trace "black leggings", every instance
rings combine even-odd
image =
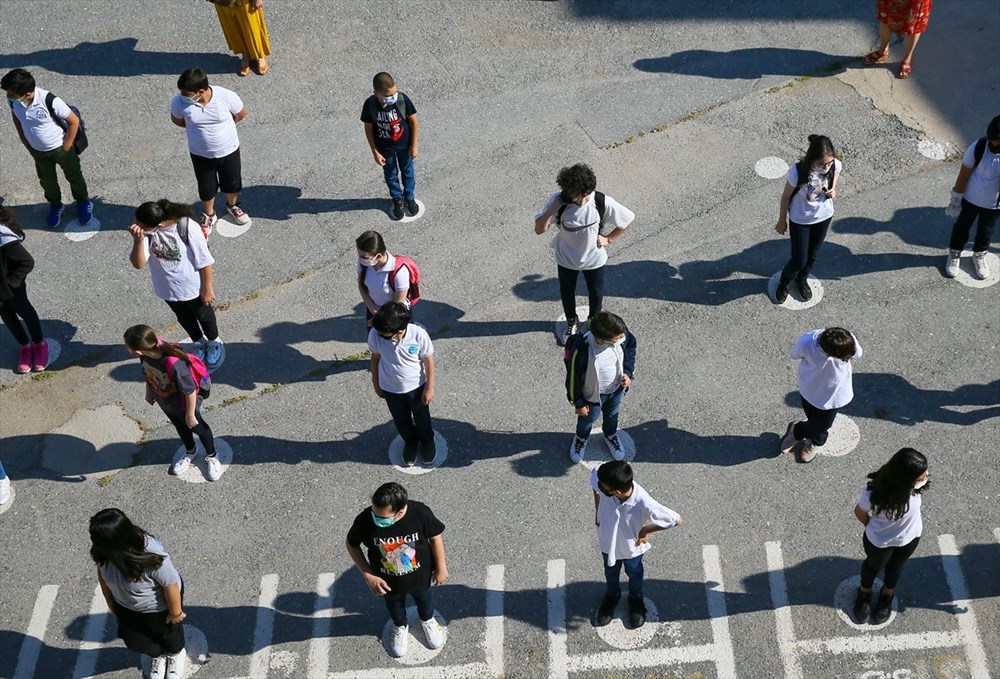
[[[962,250],[969,242],[969,231],[972,230],[972,223],[979,218],[979,228],[976,229],[976,240],[972,244],[973,252],[986,252],[990,249],[990,240],[993,238],[993,227],[997,223],[997,216],[1000,210],[989,209],[973,205],[965,198],[962,199],[962,211],[958,213],[955,226],[951,227],[951,241],[948,247],[952,250]]]
[[[210,340],[219,339],[219,324],[215,321],[215,309],[211,304],[202,302],[200,296],[186,302],[168,300],[167,306],[174,310],[177,322],[187,331],[192,342],[197,342],[202,337]]]
[[[194,416],[198,418],[198,426],[194,429],[187,426],[187,422],[184,421],[184,415],[164,414],[170,418],[174,428],[177,430],[177,434],[181,437],[181,441],[184,443],[184,450],[194,450],[194,435],[197,434],[198,438],[201,439],[201,445],[205,448],[205,455],[208,457],[215,455],[215,439],[212,437],[212,428],[208,426],[208,422],[201,418],[200,409],[194,411]]]
[[[558,267],[558,271],[559,297],[562,299],[563,313],[566,314],[568,321],[579,320],[576,317],[576,281],[580,277],[580,272],[564,266]],[[593,318],[601,313],[601,305],[604,304],[604,267],[584,269],[583,279],[587,282],[587,295],[590,298],[587,318]]]
[[[920,538],[916,537],[902,547],[876,547],[869,542],[867,535],[863,535],[861,544],[864,545],[867,558],[861,564],[861,586],[865,589],[871,589],[875,583],[875,576],[884,568],[885,580],[882,587],[896,589],[896,583],[899,582],[903,566],[917,549],[919,542]]]
[[[431,593],[430,588],[422,589],[417,592],[410,592],[410,596],[413,597],[413,602],[417,604],[417,615],[424,622],[427,622],[432,617],[434,617],[434,595]],[[402,627],[406,624],[406,592],[389,592],[383,595],[385,599],[385,607],[389,610],[389,617],[392,618],[392,624],[396,627]]]
[[[830,427],[833,426],[833,421],[836,419],[837,413],[840,412],[840,408],[823,410],[807,401],[805,396],[799,394],[799,398],[802,399],[802,410],[805,411],[806,421],[795,424],[795,428],[792,430],[795,438],[800,441],[809,439],[817,446],[822,446],[830,436]]]
[[[0,318],[3,319],[10,334],[22,347],[28,344],[28,335],[31,335],[31,342],[38,344],[45,338],[42,336],[42,323],[38,320],[38,312],[28,301],[27,288],[22,283],[20,287],[13,288],[11,292],[14,293],[14,296],[0,304]],[[24,325],[28,326],[28,335],[24,334],[21,318],[24,319]]]
[[[792,244],[792,256],[781,270],[781,284],[788,285],[793,278],[805,279],[816,263],[819,246],[826,240],[833,217],[815,224],[788,222],[788,239]]]
[[[181,583],[181,602],[184,601],[184,583]],[[153,658],[176,655],[184,650],[184,625],[167,622],[167,611],[140,613],[115,602],[115,621],[118,638],[136,653]]]

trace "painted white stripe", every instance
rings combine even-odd
[[[800,653],[865,654],[885,651],[909,651],[925,648],[946,648],[962,645],[961,632],[919,632],[916,634],[866,634],[854,637],[831,637],[798,641]],[[979,675],[972,675],[978,677]]]
[[[503,675],[503,593],[504,568],[493,565],[486,569],[486,630],[483,651],[491,676]]]
[[[250,656],[250,679],[267,679],[271,665],[271,639],[274,636],[274,600],[278,596],[278,574],[269,573],[260,579],[257,600],[257,626],[253,633],[253,655]]]
[[[325,677],[330,671],[330,626],[333,622],[333,573],[320,573],[316,579],[316,610],[313,612],[312,639],[306,676]]]
[[[97,658],[101,655],[101,647],[104,646],[104,631],[110,618],[108,602],[104,600],[104,593],[101,591],[101,586],[98,585],[94,588],[94,597],[90,600],[90,613],[87,616],[87,624],[83,628],[80,650],[76,654],[73,679],[84,679],[94,675],[94,670],[97,668]]]
[[[958,563],[958,546],[955,544],[955,536],[939,535],[938,550],[941,552],[944,577],[948,582],[948,589],[951,590],[958,629],[965,641],[965,655],[969,659],[969,673],[976,679],[990,679],[986,652],[983,650],[983,640],[979,636],[976,614],[972,611],[969,588],[965,585],[965,576],[962,575],[962,567]]]
[[[722,560],[717,545],[704,545],[701,560],[705,564],[705,596],[708,617],[715,640],[715,668],[719,679],[736,679],[736,659],[733,638],[729,634],[729,614],[726,611],[726,585],[722,581]]]
[[[767,581],[771,587],[771,606],[774,608],[778,631],[778,650],[785,666],[785,679],[802,679],[802,668],[795,652],[795,626],[792,609],[788,605],[788,586],[785,584],[785,559],[780,542],[765,542],[767,552]]]
[[[496,679],[486,663],[418,667],[378,667],[372,670],[334,672],[327,679]],[[312,678],[310,678],[312,679]]]
[[[678,663],[712,662],[715,660],[715,652],[715,644],[675,648],[643,648],[638,651],[605,651],[591,655],[571,656],[567,659],[566,670],[569,672],[607,669],[621,671],[626,667],[656,667]],[[549,676],[552,674],[550,673]]]
[[[993,529],[993,539],[1000,542],[1000,528]]]
[[[569,677],[566,653],[566,562],[549,561],[548,589],[545,593],[549,610],[549,679]],[[622,665],[621,667],[624,667]]]
[[[31,679],[35,675],[38,655],[42,651],[42,641],[45,630],[49,627],[49,616],[59,593],[58,585],[45,585],[38,590],[35,597],[35,608],[31,611],[31,621],[28,632],[21,642],[21,652],[17,655],[17,667],[14,669],[14,679]]]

··········

Across the entries above, how many lines include "every"? State only that number.

### [Task result]
2